***** Input material *****

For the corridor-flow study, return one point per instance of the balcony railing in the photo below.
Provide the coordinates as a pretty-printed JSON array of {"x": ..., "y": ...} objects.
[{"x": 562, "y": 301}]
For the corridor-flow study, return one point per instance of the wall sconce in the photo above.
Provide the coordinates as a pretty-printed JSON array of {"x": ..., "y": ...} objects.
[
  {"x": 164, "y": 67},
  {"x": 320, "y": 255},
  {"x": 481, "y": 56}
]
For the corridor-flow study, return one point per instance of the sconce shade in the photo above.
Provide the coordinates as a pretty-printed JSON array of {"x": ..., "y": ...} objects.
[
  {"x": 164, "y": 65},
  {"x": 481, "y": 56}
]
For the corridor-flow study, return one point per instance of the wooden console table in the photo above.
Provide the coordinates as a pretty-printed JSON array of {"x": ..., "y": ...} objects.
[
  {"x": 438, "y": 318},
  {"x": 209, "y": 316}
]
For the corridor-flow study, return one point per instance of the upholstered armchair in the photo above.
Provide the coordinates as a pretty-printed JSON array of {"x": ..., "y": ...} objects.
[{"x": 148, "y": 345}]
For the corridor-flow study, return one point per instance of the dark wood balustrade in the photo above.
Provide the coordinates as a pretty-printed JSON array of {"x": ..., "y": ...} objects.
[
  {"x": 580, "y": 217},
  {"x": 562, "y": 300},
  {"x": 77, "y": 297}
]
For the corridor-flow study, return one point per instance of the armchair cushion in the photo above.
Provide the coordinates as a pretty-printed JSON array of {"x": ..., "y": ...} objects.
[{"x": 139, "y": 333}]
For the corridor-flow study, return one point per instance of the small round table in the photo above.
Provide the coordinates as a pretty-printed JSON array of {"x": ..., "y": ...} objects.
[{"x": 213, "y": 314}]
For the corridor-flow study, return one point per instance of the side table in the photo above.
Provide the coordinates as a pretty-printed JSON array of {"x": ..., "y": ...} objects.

*****

▸ **Activity**
A word-for-word repeat of the full data is needed.

▸ **Solved problem**
For the corridor-flow study, return one point per instance of the balcony railing in the photo below.
Provide the coordinates as a pretty-printed JSON array of {"x": ..., "y": ...} objects.
[{"x": 562, "y": 301}]
For the corridor-flow study, return one point per instance of the wall sconce in the photo above.
Provide the coordinates as a pretty-printed JSON array of {"x": ..., "y": ...} objects.
[
  {"x": 164, "y": 67},
  {"x": 320, "y": 255},
  {"x": 481, "y": 56}
]
For the corridor-flow study, return one point per instance of the sconce shade in the photo above.
Provide the coordinates as a pretty-printed JSON array of {"x": ..., "y": ...} objects.
[
  {"x": 164, "y": 65},
  {"x": 481, "y": 56}
]
For the corridor-flow study, return one point per instance of the wooden console table in the photo above.
Provide the coordinates as a pretty-printed JSON array of {"x": ..., "y": ...} objects.
[
  {"x": 438, "y": 318},
  {"x": 209, "y": 316}
]
For the corridor-flow study, return one point per instance of the upholstered armchair in the photo above.
Provide the coordinates as a pretty-printed JSON array of {"x": ..., "y": ...} objects.
[{"x": 148, "y": 345}]
For the corridor-flow study, return one point per instance of the dark wood balustrade in the photo above.
Provide the coordinates as a pretty-printed JSON array of {"x": ..., "y": ...} objects.
[
  {"x": 580, "y": 217},
  {"x": 562, "y": 300},
  {"x": 77, "y": 297}
]
For the corridor-flow study, return one point per instance of the armchair cushion in the photo above.
Provide the coordinates as a pretty-printed JSON array of {"x": ..., "y": ...} objects.
[{"x": 139, "y": 333}]
For the corridor-flow study, return one point per instance of the small round table in the photo above.
Provide the coordinates as a pretty-printed JSON array of {"x": ..., "y": ...} objects.
[{"x": 213, "y": 314}]
For the corridor-flow study, return one point per instance of the side table in the photo above.
Provide the coordinates as a pretty-printed JSON array of {"x": ..., "y": ...} objects.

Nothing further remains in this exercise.